### Assigned task
The answer must consist of every line from the data that holds "chain".

(Spatial localization data)
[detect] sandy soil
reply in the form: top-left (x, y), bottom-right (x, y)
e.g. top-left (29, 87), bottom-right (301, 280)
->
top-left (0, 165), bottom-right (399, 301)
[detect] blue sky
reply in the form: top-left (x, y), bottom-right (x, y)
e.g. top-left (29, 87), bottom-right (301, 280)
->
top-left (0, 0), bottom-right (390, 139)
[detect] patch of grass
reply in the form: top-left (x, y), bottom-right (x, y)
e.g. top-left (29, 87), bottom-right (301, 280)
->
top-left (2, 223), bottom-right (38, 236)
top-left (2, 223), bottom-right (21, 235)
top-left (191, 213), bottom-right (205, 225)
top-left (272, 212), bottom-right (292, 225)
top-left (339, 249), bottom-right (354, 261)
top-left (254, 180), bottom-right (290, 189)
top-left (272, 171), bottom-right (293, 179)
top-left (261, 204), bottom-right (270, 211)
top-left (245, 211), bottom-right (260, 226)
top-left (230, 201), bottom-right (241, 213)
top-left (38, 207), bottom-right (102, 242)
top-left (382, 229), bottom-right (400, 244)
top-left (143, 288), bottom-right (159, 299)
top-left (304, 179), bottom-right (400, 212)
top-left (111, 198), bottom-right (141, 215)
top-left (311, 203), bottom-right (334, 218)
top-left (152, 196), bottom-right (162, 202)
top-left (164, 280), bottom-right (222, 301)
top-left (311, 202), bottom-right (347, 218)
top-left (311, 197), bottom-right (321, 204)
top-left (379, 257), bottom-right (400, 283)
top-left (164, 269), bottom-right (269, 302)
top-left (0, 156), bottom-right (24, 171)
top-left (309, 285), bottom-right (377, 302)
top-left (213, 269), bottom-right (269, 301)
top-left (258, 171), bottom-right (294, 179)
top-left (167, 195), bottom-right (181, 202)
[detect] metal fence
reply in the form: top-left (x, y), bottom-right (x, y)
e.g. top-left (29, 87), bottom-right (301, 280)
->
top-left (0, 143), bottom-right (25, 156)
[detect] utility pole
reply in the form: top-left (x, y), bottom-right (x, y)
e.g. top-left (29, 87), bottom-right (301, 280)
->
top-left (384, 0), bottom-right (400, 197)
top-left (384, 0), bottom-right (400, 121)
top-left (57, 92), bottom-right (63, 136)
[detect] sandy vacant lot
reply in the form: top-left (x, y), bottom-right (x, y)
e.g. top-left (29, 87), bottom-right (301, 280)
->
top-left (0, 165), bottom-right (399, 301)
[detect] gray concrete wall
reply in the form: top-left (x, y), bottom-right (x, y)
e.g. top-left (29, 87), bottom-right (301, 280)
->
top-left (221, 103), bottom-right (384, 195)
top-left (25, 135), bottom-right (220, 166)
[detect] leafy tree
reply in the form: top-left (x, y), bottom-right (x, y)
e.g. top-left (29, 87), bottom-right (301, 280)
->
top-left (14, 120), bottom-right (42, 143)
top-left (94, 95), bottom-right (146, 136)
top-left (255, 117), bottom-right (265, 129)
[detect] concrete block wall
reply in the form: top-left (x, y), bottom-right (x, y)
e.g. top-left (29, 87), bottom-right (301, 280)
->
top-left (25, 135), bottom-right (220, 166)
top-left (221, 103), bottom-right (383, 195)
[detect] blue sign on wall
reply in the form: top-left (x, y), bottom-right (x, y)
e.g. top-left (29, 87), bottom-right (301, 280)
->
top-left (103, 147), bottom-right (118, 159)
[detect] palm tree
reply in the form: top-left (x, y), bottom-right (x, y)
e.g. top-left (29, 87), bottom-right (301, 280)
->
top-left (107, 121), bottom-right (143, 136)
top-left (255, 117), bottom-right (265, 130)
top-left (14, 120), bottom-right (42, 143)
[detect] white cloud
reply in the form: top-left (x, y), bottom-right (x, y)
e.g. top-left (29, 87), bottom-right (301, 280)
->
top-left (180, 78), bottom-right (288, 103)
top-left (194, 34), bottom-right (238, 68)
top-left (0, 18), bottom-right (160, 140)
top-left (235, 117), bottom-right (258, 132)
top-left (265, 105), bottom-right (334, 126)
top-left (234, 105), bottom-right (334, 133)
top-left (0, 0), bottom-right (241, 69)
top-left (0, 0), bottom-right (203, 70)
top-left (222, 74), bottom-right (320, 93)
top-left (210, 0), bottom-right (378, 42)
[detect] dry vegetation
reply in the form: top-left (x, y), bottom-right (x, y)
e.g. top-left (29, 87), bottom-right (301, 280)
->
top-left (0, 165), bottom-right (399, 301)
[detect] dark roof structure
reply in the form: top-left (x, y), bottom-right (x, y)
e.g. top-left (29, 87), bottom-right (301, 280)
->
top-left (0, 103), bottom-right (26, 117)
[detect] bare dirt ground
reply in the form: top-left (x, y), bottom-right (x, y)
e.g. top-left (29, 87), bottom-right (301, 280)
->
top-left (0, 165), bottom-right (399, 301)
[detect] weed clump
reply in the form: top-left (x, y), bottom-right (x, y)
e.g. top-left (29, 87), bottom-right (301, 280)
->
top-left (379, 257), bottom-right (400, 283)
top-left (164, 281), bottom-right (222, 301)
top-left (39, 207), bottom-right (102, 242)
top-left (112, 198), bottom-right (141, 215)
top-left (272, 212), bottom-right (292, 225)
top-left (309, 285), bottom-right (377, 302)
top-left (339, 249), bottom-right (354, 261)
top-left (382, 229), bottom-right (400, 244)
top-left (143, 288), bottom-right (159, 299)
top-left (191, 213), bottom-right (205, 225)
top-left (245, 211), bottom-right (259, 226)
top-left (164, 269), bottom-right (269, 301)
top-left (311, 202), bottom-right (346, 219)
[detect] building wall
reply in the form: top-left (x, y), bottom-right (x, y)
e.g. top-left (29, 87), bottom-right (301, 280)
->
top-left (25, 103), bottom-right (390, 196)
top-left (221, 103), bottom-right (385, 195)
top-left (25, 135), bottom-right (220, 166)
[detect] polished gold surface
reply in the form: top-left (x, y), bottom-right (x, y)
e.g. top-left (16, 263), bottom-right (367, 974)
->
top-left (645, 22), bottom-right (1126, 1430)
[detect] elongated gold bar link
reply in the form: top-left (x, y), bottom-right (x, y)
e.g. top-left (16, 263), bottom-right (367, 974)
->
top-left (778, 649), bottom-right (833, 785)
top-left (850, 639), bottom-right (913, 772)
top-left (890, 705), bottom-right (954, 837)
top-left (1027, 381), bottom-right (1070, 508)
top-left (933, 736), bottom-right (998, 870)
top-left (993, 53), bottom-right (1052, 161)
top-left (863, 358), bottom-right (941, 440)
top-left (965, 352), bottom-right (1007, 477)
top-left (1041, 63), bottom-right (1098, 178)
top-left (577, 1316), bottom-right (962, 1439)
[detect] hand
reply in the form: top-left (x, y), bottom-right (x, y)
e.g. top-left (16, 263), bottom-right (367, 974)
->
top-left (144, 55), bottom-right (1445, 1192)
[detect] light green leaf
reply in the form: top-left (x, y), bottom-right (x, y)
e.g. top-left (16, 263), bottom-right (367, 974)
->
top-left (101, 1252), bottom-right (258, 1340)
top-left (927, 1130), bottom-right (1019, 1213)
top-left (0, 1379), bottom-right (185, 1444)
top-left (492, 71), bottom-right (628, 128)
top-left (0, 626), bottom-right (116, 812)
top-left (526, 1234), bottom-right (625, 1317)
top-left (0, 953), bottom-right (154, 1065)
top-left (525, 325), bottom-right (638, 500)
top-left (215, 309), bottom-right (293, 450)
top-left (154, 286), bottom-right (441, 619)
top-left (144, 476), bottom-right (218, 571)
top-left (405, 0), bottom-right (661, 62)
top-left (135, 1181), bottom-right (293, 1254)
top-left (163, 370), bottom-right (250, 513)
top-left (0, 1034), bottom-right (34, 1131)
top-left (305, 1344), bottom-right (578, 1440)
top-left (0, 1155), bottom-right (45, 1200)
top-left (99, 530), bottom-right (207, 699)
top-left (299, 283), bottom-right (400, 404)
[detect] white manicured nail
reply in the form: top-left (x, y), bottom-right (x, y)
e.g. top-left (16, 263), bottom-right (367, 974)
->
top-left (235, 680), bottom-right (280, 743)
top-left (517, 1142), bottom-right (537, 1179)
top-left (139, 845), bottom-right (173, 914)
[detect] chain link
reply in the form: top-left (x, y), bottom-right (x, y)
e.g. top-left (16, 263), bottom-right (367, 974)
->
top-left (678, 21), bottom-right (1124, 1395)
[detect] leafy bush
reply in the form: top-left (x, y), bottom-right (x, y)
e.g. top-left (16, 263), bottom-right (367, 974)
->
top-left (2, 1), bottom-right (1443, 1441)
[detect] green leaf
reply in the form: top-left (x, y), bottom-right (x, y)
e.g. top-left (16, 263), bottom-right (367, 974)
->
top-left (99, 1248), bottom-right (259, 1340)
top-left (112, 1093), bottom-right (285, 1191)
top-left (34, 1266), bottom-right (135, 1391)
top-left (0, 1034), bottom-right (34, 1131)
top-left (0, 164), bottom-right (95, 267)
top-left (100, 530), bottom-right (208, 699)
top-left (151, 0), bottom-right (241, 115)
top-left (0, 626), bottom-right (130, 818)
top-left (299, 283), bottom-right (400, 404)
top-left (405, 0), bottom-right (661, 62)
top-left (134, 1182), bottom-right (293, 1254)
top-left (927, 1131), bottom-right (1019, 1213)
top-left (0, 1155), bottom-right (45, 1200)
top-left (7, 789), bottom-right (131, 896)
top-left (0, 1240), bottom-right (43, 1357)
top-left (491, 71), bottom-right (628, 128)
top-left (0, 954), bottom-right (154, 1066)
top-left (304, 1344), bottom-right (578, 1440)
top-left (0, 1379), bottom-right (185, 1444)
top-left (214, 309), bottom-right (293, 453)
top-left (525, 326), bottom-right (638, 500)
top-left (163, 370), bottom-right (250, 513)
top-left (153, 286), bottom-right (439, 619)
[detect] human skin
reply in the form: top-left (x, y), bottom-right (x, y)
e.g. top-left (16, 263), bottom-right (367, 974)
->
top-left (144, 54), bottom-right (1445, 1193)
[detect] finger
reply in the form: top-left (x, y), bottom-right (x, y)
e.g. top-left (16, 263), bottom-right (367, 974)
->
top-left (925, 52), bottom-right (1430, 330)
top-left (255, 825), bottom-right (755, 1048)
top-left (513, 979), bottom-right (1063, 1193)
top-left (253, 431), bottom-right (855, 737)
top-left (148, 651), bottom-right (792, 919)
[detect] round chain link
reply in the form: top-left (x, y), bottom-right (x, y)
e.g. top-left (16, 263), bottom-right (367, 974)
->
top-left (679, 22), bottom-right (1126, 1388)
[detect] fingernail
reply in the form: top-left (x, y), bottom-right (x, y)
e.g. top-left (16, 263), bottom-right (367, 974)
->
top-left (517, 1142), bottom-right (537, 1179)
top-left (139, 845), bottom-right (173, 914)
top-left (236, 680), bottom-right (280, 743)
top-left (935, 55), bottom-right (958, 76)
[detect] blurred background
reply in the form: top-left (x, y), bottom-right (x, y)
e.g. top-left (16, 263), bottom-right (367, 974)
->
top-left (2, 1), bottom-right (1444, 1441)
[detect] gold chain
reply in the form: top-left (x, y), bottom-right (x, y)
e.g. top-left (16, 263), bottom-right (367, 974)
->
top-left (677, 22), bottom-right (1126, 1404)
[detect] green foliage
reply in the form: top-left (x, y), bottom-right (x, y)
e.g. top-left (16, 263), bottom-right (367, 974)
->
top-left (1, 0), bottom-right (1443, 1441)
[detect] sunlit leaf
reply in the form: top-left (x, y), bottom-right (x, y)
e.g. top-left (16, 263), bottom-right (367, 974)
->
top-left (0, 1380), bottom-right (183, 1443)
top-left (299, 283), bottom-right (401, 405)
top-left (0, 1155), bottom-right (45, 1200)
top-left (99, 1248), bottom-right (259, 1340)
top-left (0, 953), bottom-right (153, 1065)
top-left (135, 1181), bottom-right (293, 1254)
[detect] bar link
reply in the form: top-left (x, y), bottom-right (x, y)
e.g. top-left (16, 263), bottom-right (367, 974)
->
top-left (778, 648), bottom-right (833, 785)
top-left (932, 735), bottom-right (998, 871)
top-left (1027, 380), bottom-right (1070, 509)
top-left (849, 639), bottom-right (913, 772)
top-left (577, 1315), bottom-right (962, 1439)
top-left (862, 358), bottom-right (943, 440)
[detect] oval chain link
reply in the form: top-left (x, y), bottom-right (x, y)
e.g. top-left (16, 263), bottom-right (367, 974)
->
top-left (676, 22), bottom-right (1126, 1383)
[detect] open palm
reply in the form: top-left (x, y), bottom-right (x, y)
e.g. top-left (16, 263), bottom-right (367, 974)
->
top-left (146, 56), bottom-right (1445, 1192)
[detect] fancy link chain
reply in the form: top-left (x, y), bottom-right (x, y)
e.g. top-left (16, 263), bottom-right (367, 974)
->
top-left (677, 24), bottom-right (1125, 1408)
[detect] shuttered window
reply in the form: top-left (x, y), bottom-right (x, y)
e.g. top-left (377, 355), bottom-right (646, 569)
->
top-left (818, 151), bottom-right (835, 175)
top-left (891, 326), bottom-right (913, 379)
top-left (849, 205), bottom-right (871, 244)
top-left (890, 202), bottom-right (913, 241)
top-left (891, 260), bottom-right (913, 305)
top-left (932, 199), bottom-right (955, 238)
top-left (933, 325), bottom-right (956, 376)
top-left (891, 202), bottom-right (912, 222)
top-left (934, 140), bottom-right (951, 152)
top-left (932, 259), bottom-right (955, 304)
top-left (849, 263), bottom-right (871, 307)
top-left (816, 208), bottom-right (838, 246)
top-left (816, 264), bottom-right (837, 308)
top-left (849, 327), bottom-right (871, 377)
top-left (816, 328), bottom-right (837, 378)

### Answer for the task
[detect] chain link
[detect] round chain link
[detect] gold chain
[detect] oval chain link
[detect] fancy link chain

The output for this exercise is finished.